Texte:
—————
Si l’incipit (ouverture romanesque) vise en général à présenter les personnages, mettre en place un décor, amorcer l’intrigue ou l’histoire à venir, ici on se heurte d’entrée à un personnage-narrateur dont les premiers mots n’auront d’autres effets que d’épaissir son opacité :
« Aujourd’hui, maman est morte. Ou peut-être hier, je ne sais pas. »
Phrases courtes, absence de liaison, structure grammaticale et vocabulaire basiques, tout semble avoir été pensé pour évacuer tout affect, tout pathos qui nous permettraient d’entrer en contact avec le héros, de reconnaître en lui une part d’humanité qui nous soit fraternelle ou tout au moins familière. La rencontre avec ce personnage, qui n’a pas encore de nom, est donc pour le lecteur un choc frontal.
—————
Données fournies:
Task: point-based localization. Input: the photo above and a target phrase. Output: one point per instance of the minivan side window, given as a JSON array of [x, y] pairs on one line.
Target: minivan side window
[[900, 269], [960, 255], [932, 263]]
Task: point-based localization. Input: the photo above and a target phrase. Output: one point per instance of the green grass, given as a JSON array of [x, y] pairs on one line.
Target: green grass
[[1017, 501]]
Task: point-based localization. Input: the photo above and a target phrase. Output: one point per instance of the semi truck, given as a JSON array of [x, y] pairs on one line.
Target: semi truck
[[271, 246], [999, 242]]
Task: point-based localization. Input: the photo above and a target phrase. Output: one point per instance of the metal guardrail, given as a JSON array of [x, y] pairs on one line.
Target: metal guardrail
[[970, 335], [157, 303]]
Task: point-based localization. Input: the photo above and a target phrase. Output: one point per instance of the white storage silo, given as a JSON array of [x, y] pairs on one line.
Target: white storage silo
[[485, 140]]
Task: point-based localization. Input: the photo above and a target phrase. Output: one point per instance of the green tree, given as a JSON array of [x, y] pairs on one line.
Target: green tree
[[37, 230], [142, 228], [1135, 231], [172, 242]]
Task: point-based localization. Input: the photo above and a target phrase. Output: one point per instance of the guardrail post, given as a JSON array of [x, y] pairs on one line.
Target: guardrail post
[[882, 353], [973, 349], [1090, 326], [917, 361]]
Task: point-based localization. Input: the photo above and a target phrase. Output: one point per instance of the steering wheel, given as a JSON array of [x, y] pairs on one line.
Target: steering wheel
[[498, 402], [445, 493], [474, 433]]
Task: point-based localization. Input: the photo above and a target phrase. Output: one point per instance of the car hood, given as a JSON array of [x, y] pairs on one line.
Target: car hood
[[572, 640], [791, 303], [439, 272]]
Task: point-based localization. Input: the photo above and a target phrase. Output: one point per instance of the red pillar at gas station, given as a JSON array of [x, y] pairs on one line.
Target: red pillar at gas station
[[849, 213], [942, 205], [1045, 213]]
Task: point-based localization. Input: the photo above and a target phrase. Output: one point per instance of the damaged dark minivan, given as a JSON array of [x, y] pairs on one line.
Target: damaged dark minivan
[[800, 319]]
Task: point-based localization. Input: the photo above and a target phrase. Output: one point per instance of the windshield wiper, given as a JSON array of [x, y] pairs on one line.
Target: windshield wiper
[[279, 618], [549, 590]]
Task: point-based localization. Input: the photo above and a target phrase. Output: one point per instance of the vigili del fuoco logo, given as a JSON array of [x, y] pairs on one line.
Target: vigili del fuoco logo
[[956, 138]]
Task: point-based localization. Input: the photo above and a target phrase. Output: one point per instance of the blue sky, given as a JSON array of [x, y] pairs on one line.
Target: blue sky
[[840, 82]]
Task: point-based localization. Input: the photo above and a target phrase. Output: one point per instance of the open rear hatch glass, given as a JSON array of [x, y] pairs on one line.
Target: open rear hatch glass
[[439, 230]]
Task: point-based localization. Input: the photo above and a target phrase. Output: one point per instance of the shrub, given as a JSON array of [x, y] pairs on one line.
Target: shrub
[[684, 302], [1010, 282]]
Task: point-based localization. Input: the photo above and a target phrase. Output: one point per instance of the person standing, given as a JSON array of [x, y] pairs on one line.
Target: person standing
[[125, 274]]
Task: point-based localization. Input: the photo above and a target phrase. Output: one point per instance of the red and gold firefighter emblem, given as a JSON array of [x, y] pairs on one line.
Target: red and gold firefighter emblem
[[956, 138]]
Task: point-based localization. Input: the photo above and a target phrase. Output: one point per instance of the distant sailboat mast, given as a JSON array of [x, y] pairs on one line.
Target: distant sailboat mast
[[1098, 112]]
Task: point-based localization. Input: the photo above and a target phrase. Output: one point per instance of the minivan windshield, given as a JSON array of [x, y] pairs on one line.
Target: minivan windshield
—————
Citez sans rien changer le passage du texte sur l'incipit qui commence à « Si l’incipit (ouverture » et se termine à « un choc frontal. ».

Si l’incipit (ouverture romanesque) vise en général à présenter les personnages, mettre en place un décor, amorcer l’intrigue ou l’histoire à venir, ici on se heurte d’entrée à un personnage-narrateur dont les premiers mots n’auront d’autres effets que d’épaissir son opacité :
« Aujourd’hui, maman est morte. Ou peut-être hier, je ne sais pas. »
Phrases courtes, absence de liaison, structure grammaticale et vocabulaire basiques, tout semble avoir été pensé pour évacuer tout affect, tout pathos qui nous permettraient d’entrer en contact avec le héros, de reconnaître en lui une part d’humanité qui nous soit fraternelle ou tout au moins familière. La rencontre avec ce personnage, qui n’a pas encore de nom, est donc pour le lecteur un choc frontal.